Given exercise> Can you rewrite the part of the records that runs from the start through the line containing "[102, 35, 169, 58]", with every line and request kept, after adding 67 to each box coordinate in the answers? Include both ends, and give only that part.

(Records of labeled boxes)
## begin

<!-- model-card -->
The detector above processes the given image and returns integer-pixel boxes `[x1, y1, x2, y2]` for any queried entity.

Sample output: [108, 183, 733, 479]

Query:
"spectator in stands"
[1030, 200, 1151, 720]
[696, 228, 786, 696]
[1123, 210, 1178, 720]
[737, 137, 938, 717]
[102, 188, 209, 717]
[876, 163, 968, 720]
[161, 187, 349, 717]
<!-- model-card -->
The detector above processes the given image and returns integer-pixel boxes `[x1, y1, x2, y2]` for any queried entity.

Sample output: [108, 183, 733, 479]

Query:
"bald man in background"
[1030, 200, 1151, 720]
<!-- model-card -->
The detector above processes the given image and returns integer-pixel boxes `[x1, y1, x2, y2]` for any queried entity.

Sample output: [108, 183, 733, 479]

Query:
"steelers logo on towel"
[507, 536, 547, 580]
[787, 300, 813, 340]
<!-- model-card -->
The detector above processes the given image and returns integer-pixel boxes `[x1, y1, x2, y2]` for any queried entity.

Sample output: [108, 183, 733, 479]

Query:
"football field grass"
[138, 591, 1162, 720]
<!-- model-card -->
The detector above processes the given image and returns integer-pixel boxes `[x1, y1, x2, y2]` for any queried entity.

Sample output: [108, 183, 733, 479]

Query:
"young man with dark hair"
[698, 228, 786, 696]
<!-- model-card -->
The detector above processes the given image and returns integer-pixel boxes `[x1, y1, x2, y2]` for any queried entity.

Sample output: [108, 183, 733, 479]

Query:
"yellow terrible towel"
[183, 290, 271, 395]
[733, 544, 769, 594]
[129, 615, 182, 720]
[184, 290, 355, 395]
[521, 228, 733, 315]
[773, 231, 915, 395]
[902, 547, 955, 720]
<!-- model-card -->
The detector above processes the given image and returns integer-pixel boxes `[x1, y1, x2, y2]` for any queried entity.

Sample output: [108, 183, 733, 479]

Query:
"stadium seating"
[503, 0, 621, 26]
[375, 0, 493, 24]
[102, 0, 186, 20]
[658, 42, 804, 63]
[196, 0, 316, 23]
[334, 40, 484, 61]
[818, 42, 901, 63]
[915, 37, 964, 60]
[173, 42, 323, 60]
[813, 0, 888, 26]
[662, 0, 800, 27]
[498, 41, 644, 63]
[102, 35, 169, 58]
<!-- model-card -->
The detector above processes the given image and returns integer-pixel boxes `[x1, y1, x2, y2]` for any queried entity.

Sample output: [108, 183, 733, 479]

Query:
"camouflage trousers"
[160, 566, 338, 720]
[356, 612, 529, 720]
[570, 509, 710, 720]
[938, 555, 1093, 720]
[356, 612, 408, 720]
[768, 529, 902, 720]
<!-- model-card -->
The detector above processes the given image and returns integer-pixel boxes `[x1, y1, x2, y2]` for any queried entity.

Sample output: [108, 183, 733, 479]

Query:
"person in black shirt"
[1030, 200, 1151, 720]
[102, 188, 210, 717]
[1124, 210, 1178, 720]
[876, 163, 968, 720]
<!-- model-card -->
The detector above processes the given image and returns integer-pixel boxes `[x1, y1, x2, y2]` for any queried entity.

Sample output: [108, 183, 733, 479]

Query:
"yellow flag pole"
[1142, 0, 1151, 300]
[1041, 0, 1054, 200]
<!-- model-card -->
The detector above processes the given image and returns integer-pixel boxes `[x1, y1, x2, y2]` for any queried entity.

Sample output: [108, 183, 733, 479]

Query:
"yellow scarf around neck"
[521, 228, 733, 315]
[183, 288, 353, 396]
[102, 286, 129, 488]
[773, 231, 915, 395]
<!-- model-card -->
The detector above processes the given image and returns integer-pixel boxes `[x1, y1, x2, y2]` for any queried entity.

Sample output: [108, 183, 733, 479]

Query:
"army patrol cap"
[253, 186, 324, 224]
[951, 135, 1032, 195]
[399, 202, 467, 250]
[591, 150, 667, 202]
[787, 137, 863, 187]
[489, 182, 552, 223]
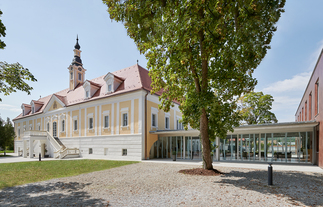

## end

Task output>
<!-- model-card -->
The detector above processes the given image and returns integer-pixel boxes `[x1, y1, x2, y2]` for any queried entity.

Sample output: [108, 183, 733, 479]

Query:
"spectator in stands"
[1097, 267, 1218, 787]
[763, 295, 853, 763]
[1190, 277, 1245, 787]
[804, 204, 1005, 784]
[169, 255, 276, 784]
[943, 230, 1035, 787]
[228, 254, 416, 784]
<!-- model-card -->
The detector above processes the given image and returns integer-pixel boxes `[x1, y1, x2, y2]` for any queried entity.

Sample output: [108, 183, 733, 479]

Query:
"bald man in background"
[1097, 267, 1218, 787]
<!-- model-card -->
The detector above processes the given image and returns integer-pixel boxes `[x1, y1, x2, y2]` for any queried entity.

Sample output: [108, 183, 733, 479]

Query:
"steelers logo on towel"
[574, 603, 614, 647]
[854, 367, 880, 407]
<!-- model-card -->
The detector above processes the given image and returns integer-pixel boxes `[x1, y1, x2, y2]` for any queried entity.

Sample output: [108, 183, 733, 479]

Query:
"football field grass"
[205, 658, 1229, 787]
<!-- model-card -->
The detector above processes the given image and returns integer-pixel boxes `[x1, y1, x2, y2]` for any queried entity.

Sample output: [108, 183, 733, 479]

Query:
"young man with dark hair"
[765, 295, 853, 763]
<!-- model-card -->
The detector above processes the given image and returns integer-pixel boxes `[x1, y1, x2, y2]` for any queried entity.

Sample output: [108, 183, 733, 479]

Query:
"yellow terrible towel"
[250, 357, 338, 462]
[800, 611, 836, 661]
[196, 682, 249, 787]
[251, 357, 422, 462]
[588, 295, 800, 382]
[840, 298, 982, 462]
[969, 614, 1022, 787]
<!-- model-card -->
The detector above processes the given image and returns integer-pixel boxes `[x1, y1, x2, y2]` for any queried entity.

Sample output: [108, 183, 733, 479]

Query:
"stadium seating"
[570, 67, 688, 93]
[442, 67, 560, 91]
[169, 67, 253, 87]
[725, 109, 871, 130]
[263, 67, 383, 90]
[401, 107, 551, 128]
[885, 109, 968, 130]
[982, 104, 1031, 127]
[240, 109, 390, 127]
[880, 67, 955, 93]
[729, 67, 867, 94]
[565, 108, 711, 130]
[169, 102, 236, 125]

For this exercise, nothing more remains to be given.